BEGIN

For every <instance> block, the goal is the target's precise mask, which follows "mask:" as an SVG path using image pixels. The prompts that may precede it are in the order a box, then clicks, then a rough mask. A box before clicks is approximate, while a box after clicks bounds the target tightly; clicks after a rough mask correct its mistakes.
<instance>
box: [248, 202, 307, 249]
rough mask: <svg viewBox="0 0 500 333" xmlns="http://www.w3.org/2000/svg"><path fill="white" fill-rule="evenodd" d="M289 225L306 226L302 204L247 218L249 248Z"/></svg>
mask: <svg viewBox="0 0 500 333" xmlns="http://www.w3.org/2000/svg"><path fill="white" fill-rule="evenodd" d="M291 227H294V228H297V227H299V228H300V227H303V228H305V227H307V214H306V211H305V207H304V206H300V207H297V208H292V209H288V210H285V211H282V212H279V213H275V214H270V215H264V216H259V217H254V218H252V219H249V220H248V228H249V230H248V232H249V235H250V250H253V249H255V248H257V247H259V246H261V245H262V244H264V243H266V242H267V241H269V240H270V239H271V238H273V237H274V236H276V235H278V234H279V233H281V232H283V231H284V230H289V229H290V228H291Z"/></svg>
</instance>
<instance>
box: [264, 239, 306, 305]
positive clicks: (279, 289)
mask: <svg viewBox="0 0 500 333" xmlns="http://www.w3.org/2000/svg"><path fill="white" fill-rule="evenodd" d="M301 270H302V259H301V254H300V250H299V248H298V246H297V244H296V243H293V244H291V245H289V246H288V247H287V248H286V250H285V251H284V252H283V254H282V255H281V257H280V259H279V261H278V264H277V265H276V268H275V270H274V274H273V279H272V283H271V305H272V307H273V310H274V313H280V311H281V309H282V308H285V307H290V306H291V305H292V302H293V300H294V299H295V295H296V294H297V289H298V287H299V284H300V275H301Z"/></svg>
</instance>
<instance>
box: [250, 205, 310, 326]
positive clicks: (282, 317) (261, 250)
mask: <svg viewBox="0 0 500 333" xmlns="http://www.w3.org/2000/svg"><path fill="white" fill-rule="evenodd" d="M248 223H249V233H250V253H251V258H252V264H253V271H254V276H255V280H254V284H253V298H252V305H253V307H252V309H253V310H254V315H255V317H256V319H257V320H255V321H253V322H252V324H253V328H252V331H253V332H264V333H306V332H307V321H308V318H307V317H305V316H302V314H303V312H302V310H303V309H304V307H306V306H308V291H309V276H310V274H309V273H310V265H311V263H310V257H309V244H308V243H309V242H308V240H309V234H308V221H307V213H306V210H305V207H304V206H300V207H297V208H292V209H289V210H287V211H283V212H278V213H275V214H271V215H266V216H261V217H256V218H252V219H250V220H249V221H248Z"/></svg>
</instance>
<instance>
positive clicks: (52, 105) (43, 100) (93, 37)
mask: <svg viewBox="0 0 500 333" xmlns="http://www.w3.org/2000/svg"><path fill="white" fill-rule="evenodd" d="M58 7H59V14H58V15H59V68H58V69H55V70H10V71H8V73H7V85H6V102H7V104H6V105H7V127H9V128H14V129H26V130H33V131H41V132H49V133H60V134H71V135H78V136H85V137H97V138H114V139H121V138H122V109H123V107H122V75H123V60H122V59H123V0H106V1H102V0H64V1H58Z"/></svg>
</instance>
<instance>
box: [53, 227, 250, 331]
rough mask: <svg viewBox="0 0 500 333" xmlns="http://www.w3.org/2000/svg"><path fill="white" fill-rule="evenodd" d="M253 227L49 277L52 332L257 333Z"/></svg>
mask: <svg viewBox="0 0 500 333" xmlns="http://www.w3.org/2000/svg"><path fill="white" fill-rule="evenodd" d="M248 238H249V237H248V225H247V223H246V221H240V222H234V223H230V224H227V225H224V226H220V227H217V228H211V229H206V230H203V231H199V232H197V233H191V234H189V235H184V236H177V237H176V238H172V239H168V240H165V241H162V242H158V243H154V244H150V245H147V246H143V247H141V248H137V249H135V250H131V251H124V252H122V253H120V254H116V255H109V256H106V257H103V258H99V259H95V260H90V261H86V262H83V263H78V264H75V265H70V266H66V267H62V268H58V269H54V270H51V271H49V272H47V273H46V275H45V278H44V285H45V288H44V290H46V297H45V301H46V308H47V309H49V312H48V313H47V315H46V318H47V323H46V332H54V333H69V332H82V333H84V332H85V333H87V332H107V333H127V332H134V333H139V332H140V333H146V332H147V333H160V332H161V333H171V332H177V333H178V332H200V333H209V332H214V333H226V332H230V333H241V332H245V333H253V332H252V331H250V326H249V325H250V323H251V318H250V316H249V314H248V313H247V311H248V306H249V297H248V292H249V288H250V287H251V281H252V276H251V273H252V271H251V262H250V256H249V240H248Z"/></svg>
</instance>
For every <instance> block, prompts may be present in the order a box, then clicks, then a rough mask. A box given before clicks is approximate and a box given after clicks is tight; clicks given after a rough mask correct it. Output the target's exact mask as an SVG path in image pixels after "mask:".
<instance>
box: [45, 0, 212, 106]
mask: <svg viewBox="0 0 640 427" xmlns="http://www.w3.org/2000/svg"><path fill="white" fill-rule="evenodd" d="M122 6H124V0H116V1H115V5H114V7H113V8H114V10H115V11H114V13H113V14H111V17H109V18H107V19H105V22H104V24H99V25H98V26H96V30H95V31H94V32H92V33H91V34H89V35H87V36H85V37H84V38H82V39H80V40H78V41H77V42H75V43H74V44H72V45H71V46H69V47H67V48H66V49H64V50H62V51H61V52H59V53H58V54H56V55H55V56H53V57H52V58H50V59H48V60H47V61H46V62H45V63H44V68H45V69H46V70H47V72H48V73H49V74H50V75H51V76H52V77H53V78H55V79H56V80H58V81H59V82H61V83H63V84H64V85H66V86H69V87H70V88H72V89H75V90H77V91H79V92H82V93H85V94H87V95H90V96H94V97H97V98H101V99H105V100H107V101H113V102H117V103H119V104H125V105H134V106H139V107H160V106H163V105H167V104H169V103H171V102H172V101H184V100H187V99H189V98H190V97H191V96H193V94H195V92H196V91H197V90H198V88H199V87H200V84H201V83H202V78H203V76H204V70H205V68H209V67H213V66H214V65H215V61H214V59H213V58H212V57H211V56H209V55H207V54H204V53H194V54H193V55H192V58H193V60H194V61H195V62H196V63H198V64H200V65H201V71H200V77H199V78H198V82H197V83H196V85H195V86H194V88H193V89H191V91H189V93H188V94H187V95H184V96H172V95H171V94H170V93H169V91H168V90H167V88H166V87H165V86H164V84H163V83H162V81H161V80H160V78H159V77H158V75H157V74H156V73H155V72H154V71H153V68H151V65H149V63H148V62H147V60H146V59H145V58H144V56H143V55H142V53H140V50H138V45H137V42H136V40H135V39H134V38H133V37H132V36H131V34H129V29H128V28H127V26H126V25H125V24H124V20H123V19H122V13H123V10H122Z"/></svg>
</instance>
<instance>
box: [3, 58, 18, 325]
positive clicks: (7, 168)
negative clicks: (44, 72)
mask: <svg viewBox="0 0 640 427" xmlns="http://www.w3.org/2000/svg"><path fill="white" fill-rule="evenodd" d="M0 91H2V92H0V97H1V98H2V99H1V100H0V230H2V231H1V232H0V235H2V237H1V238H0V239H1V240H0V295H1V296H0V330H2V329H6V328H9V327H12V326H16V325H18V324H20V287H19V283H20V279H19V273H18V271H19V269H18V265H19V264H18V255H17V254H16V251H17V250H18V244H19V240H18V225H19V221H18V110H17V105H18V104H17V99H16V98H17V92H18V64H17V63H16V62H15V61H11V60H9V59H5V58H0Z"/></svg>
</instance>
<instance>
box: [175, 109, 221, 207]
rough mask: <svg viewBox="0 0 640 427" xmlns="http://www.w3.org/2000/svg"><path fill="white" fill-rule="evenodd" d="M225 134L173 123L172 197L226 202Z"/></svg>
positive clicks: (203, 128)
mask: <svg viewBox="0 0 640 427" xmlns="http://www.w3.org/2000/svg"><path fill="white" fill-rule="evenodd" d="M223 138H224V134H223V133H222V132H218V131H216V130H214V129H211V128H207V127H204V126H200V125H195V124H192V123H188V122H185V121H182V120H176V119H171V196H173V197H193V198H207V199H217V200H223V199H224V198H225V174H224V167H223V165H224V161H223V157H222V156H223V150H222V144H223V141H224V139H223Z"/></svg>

END

#### Your goal:
State how many lines of the listing include "approximate", and write nothing else.

#### Exercise response:
2